## Data provided:
# # # #

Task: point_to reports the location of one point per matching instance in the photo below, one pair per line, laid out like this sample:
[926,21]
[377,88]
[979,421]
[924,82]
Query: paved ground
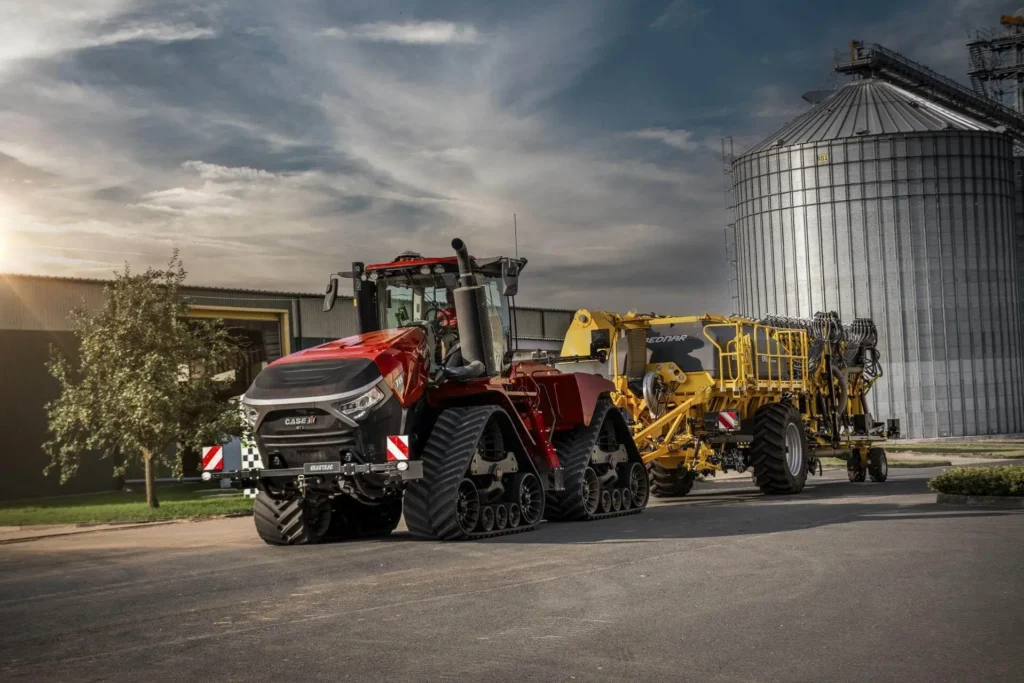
[843,583]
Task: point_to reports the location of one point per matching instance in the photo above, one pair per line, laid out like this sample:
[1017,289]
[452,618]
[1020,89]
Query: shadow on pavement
[722,510]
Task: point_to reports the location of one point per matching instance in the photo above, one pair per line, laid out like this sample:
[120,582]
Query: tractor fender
[574,394]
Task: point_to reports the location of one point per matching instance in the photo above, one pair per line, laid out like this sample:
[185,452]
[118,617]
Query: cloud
[678,13]
[420,33]
[218,172]
[680,139]
[154,33]
[271,156]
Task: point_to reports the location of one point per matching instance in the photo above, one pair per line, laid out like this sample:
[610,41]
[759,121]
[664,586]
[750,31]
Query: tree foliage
[145,378]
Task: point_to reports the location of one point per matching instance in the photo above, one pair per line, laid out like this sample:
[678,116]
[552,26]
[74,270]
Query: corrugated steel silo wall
[915,231]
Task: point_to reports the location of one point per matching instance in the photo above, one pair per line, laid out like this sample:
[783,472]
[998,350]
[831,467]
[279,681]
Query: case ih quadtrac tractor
[425,410]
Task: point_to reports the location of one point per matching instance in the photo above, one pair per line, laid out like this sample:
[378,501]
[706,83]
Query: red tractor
[425,410]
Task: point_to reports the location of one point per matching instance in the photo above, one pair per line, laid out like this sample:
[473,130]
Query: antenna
[515,230]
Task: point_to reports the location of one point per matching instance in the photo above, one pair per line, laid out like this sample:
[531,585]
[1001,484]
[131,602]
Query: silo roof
[868,107]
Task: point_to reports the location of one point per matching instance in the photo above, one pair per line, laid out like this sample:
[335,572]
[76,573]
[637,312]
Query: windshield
[427,297]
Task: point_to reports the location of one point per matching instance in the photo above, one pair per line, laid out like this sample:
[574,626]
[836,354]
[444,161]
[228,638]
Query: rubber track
[768,451]
[669,483]
[269,514]
[430,501]
[574,450]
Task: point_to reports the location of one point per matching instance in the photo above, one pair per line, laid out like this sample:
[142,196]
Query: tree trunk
[151,480]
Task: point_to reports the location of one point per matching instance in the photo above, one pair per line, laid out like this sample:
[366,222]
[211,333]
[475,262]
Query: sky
[274,142]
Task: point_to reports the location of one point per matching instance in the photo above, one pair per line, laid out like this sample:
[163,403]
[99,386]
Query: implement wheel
[778,454]
[878,465]
[667,482]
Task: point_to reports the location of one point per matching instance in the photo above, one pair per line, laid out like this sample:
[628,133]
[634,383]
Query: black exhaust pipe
[471,311]
[465,269]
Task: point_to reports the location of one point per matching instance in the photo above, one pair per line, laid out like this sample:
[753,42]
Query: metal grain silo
[877,203]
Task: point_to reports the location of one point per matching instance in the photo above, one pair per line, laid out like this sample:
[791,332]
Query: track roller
[292,521]
[446,503]
[585,498]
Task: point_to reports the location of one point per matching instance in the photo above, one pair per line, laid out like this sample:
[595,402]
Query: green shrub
[980,481]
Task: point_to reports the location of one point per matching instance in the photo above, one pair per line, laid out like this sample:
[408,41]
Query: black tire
[352,519]
[431,509]
[774,472]
[670,483]
[574,449]
[878,465]
[854,472]
[291,521]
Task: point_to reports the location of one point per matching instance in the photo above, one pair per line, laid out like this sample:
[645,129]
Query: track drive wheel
[878,465]
[778,454]
[291,521]
[666,482]
[854,471]
[446,504]
[583,497]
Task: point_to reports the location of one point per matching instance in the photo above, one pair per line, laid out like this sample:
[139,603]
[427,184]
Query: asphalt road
[842,583]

# # # #

From the first line to the last, repeat the records above exactly, leaving out the pictures.

Task: point_to reports the location of one point per matching instance in the photo below, one pair per line, laid out like this sample:
[926,21]
[377,88]
[979,421]
[924,82]
Query: paved ground
[843,583]
Task: point_to reports the location of one point per matching instance in the photo above, one pair per line, laid out like this sample:
[1017,289]
[452,618]
[1020,89]
Query: shadow on pavement
[722,510]
Task: point_to reports the location of one point per matching instance in the photo above, one pair per line, laid out like this sample:
[120,582]
Query: tractor fender
[574,394]
Task: point_to reports the location of one point per matching instance in the photo above, one pair per line, laid out like this sample:
[185,452]
[118,617]
Query: cloud
[678,13]
[420,33]
[218,172]
[680,139]
[154,33]
[271,156]
Task: point_to reports the location of one point per matching instance in the photo above, one pair per line, laid out like this sample:
[610,41]
[759,121]
[664,586]
[750,31]
Query: tree foliage
[145,378]
Task: point_to reports the location of one point per matching instance in the photo above, one pair per line, laid out like this sample:
[678,116]
[552,26]
[74,270]
Query: corrugated steel silo wall
[915,231]
Task: point_to reports the location of one point per matching instance in the photo above, one pair per line, laid out like this sample:
[783,472]
[998,350]
[831,467]
[279,681]
Query: case ih quadtrac tractor
[425,410]
Task: point_to reports the location of one point per matching instance in the photo above, one pair per line, laid out like this sample:
[378,501]
[706,83]
Query: red tractor
[425,410]
Task: point_to reports the location of one point per matching instance in the photo above, one pair per line, laid out like this sample:
[473,130]
Query: antenna
[515,230]
Task: point_to reports the location of one point per matching instance in the photo above, one pair per line, laid out like this sample:
[531,585]
[1001,484]
[131,602]
Query: silo roof
[868,107]
Task: point_to reports the location of one point per matching instance in the photo above, one pair per line, laid out like this sample:
[335,572]
[76,573]
[637,312]
Query: windshield
[427,297]
Task: point_to reports the location of one point per matching instance in the photo above, one pair per line, laid out like this sample:
[574,626]
[836,354]
[444,161]
[228,638]
Query: rubber track
[768,451]
[669,483]
[269,514]
[430,501]
[574,450]
Task: point_to reports the location of one point per matching instance in the photo above, one pair per line, laid out like this sample:
[142,196]
Query: tree trunk
[151,480]
Task: point_to reports the location of one point per matching instance in the photo above, one pair per line, laid out like this sample:
[366,222]
[211,333]
[475,262]
Query: sky
[274,142]
Task: point_to reports the location of one point per matching instance in the photo above, one pair per line, laid out like this sample:
[163,403]
[99,386]
Query: implement wheel
[778,454]
[878,465]
[667,482]
Task: point_to reports the location of one point per matching instance in the photo above, one pair per line, laid out like this sample:
[628,133]
[634,383]
Query: black exhaust pipe
[471,311]
[465,269]
Task: point_to reports the location of one point per matching instance in the photo above, one pair per line, laid out like this sample:
[753,42]
Query: metal grain silo
[877,203]
Task: point_to reports the location of one point per matching instance in the photo above, one pair per line, laid out like this sample:
[791,332]
Query: track roller
[292,521]
[446,503]
[585,498]
Task: point_to reports the location of one point per matching instance in the photo above, one pair per line, laid out like this sample:
[595,402]
Query: green shrub
[980,481]
Task: point_to reports the location of one point per matching instance in the photo above, one pair per line, laid out like this sample:
[408,41]
Query: black tire
[352,519]
[431,509]
[774,472]
[670,483]
[574,449]
[878,465]
[854,472]
[291,521]
Task: point_to reports the location of one point per matching instance in the photo above, one pair per line, laid out like this sample:
[645,129]
Query: track drive wheel
[878,465]
[778,454]
[291,521]
[666,482]
[854,471]
[446,504]
[583,497]
Task: point_to reports the location of one point per matching instance in the photo above, one pair per line, laid out like this sample:
[139,603]
[427,184]
Query: asphalt road
[842,583]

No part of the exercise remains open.